> **TEXTO PROPUESTO**
====
Mientas los llamados "transhumanistas" como el israelí Yuval Noah Harari, sueñan con la posibilidad de que el hombre logre vencer un día a la muerte, un minúsculo agente patógeno se ha encargado de mostrarnos nuestra extrema vulnerabilidad.

Harari presumía en su superventas mundial Homo Deus de que, "gracias a un crecimiento económico fenomenal, que nos garantiza una abundancia de víveres, de medicamentos, de energía y materias primas, hemos logrado dominar el hambre, las epidemias y las guerras".

Y se deshacía en elogios de los laboratorios de investigación que disponen de nanorobots capaces de navegar un día por nuestro sistema sanguíneo, identificar las enfermedades y acabar con los agentes patógenos y las células cancerosas".

La misión de la bioingeniería consistiría, en la exaltada imaginación de Harari, en "reescribir" el código genético del homo sapiens, recablear sus circuitos cerebrales, modificar su equilibrio bioquímico, incluso hacer que en él crezcan miembros nuevos".

Pero ha bastado un minúsculo virus para dar al traste con todos esos sueños de ciencia-ficción: la pandemia del Covid-19 nos ha devuelto a la dolorosa realidad. Los muertos se cuentan por decenas de miles, las economías de todo el mundo se han desplomado y las colas de hambrientos en el mundo rico son cada día más largas.

He recordado estos días unas palabras que me dijo hace ya muchos años el gran poeta de la generación beat, Allen Ginsberg, en una entrevista que le hice en Nueva York: El planeta tiene el sida.

Eran los años en que hacía estragos sobre todo entre los homosexuales otro terrible virus y el autor de la obra Aullido quiso utilizar esa palabra como metáfora del lamentable estado del mundo bajo la economía capitalista y el armamentismo.
====
> **APLICA LO LEÍDO**
a) Enumera todas las tareas que, según el texto, Harari asigna a la misión de la bioingeniería.
b) Cita del texto el fragmento que arranca en las palabras "La misión de" y termina tras "tiene el sida.".

> **DATOS PROPORCIONADOS**
====
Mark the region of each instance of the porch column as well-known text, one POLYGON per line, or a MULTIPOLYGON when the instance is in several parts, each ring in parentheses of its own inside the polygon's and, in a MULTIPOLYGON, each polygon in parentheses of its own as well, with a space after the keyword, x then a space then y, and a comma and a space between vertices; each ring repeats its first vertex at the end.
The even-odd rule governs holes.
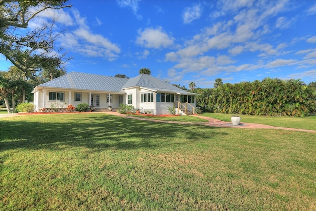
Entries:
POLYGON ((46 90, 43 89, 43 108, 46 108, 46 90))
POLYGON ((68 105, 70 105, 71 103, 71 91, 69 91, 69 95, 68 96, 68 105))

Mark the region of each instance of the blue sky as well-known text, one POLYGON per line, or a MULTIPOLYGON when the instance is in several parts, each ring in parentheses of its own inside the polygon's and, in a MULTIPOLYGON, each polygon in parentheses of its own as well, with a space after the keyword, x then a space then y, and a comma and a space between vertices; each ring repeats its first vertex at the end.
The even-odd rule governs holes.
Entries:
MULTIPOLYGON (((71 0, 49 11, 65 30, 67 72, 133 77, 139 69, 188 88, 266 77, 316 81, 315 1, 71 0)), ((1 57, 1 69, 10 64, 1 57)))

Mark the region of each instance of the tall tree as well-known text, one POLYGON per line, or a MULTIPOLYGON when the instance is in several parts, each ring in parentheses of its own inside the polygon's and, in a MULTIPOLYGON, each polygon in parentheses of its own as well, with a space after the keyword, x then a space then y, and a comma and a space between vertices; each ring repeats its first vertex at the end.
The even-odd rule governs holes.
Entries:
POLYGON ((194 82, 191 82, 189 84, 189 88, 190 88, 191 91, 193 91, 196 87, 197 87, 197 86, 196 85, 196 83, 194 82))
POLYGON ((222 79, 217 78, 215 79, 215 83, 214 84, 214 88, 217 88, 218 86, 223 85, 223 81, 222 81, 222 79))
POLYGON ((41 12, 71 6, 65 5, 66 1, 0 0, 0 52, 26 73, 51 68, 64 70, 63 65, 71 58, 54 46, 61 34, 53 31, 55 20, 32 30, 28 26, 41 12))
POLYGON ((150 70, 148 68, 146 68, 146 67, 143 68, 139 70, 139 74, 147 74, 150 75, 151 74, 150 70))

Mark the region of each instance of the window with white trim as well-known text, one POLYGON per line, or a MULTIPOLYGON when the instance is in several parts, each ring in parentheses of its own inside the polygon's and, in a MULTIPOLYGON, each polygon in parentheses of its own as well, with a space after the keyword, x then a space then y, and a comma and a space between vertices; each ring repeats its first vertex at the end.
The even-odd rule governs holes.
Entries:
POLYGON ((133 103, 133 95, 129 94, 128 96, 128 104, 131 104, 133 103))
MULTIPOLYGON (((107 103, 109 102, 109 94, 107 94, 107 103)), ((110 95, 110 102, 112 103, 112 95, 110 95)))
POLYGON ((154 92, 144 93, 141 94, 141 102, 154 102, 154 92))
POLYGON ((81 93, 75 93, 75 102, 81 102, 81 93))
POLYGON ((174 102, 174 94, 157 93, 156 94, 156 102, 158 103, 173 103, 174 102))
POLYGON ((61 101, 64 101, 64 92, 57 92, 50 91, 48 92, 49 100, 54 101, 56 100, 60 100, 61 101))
====
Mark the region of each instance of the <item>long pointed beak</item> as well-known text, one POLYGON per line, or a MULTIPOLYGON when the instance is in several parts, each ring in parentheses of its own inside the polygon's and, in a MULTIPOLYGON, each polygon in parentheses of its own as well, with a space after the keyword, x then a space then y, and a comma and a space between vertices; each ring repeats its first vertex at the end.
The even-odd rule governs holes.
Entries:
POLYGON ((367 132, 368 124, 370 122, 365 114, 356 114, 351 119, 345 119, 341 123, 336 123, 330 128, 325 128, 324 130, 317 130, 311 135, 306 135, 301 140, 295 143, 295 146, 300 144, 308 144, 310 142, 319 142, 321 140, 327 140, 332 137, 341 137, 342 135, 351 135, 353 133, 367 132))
====
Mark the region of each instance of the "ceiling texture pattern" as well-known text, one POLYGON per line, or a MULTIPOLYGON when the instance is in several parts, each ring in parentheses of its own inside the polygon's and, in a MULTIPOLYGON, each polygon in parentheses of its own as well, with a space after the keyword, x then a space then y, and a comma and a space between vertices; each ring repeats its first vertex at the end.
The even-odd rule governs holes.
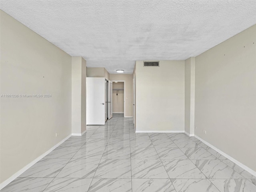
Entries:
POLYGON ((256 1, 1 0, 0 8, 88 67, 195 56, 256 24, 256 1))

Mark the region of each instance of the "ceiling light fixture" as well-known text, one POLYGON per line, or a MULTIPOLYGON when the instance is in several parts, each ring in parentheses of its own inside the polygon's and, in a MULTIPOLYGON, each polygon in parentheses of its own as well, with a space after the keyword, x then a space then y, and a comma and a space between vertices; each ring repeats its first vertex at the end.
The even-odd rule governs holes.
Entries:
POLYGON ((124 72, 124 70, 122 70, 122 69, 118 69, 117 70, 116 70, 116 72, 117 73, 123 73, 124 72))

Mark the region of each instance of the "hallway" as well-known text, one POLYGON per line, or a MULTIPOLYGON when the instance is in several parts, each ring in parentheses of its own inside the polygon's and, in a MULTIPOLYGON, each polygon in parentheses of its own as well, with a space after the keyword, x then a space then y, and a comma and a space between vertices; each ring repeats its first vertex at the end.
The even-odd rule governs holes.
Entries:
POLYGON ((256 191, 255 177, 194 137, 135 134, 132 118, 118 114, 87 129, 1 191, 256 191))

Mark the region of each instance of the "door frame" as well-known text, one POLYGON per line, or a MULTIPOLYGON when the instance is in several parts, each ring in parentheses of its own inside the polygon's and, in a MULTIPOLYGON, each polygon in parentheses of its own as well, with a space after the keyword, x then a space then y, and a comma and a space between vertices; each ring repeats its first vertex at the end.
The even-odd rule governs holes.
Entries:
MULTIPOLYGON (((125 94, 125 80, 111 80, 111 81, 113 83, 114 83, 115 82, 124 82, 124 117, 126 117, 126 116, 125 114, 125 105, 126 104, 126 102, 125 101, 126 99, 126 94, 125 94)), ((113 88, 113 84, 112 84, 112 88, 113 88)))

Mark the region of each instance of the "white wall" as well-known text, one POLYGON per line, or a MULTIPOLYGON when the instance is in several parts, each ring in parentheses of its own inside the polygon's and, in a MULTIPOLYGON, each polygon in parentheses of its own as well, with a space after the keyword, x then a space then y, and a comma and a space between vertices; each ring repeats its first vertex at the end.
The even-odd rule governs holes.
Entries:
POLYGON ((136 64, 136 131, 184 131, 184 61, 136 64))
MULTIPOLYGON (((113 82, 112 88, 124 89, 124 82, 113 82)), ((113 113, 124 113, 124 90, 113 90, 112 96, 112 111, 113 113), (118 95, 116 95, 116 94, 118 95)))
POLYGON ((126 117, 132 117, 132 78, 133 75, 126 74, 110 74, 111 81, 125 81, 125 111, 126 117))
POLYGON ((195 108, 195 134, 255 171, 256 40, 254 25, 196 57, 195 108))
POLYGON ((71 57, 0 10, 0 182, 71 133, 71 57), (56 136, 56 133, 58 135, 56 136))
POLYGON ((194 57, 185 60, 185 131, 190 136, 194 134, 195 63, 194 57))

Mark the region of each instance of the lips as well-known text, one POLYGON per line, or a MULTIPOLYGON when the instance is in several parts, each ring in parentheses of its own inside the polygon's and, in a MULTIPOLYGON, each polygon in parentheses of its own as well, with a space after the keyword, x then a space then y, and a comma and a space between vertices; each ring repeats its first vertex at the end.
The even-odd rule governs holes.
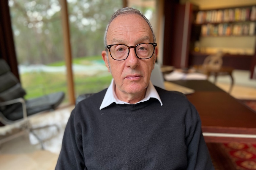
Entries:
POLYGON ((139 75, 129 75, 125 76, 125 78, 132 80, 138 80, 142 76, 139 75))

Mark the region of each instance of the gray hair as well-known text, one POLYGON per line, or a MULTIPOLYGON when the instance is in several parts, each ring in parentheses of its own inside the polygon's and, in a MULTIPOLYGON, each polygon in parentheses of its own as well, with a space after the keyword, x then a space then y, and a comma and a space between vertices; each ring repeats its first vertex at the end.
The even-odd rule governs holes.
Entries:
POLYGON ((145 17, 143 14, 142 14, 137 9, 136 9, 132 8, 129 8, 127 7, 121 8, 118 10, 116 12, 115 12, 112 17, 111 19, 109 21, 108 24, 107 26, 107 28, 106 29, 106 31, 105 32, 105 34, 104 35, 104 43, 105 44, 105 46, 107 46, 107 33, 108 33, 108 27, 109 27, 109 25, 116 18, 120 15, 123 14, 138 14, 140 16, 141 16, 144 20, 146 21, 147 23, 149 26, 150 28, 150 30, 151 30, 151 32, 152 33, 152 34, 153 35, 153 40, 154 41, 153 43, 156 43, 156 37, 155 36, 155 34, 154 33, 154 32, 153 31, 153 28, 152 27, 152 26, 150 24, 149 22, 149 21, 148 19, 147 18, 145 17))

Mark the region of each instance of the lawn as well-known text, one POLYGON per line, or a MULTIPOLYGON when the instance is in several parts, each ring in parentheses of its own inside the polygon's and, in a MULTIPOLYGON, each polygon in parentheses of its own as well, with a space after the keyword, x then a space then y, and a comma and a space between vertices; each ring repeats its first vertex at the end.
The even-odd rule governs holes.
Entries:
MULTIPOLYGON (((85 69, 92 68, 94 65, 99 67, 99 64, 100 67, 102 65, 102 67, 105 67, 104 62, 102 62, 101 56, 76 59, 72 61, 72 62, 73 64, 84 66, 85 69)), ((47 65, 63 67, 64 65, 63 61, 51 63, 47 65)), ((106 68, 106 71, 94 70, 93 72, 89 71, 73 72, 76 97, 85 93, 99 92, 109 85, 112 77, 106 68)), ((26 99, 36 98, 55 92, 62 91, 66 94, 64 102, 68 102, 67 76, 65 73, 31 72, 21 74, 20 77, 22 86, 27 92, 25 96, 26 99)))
====
> **RESPUESTAS**
a)
- Reescribir el código genético del homo sapiens
- Recablear sus circuitos cerebrales
- Modificar su equilibrio bioquímico
- Hacer que en él crezcan miembros nuevos

b)
La misión de la bioingeniería consistiría, en la exaltada imaginación de Harari, en "reescribir" el código genético del homo sapiens, recablear sus circuitos cerebrales, modificar su equilibrio bioquímico, incluso hacer que en él crezcan miembros nuevos".

Pero ha bastado un minúsculo virus para dar al traste con todos esos sueños de ciencia-ficción: la pandemia del Covid-19 nos ha devuelto a la dolorosa realidad. Los muertos se cuentan por decenas de miles, las economías de todo el mundo se han desplomado y las colas de hambrientos en el mundo rico son cada día más largas.

He recordado estos días unas palabras que me dijo hace ya muchos años el gran poeta de la generación beat, Allen Ginsberg, en una entrevista que le hice en Nueva York: El planeta tiene el sida.